What to work on: Reproduce the data below without any changes, starting at the line containing "Query: white truck" and continuing through the final line, with both ends included.
** Begin Record extracts **
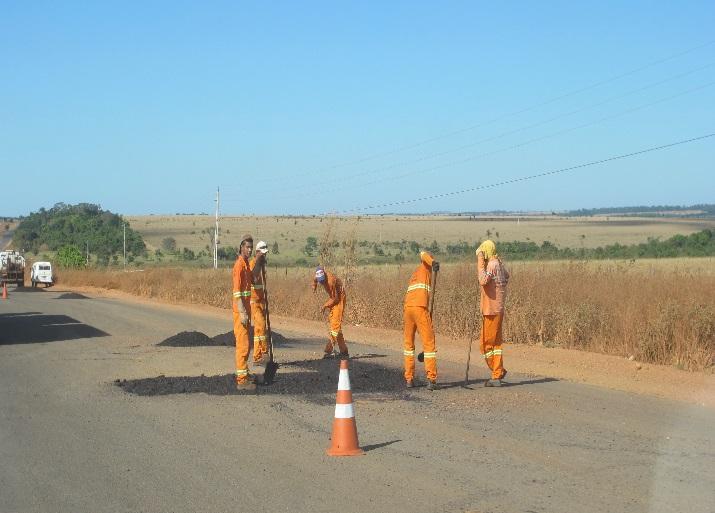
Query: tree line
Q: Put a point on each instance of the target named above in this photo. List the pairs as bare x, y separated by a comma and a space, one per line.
71, 229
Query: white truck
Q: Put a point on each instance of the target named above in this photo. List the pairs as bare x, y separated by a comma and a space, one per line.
12, 267
41, 272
** End Record extracts **
Answer below:
Query: white truck
Q: Put a point on each instance of the target named above in this photo. List the pairs as bare x, y separated by a comma and a space, one per line.
12, 267
41, 272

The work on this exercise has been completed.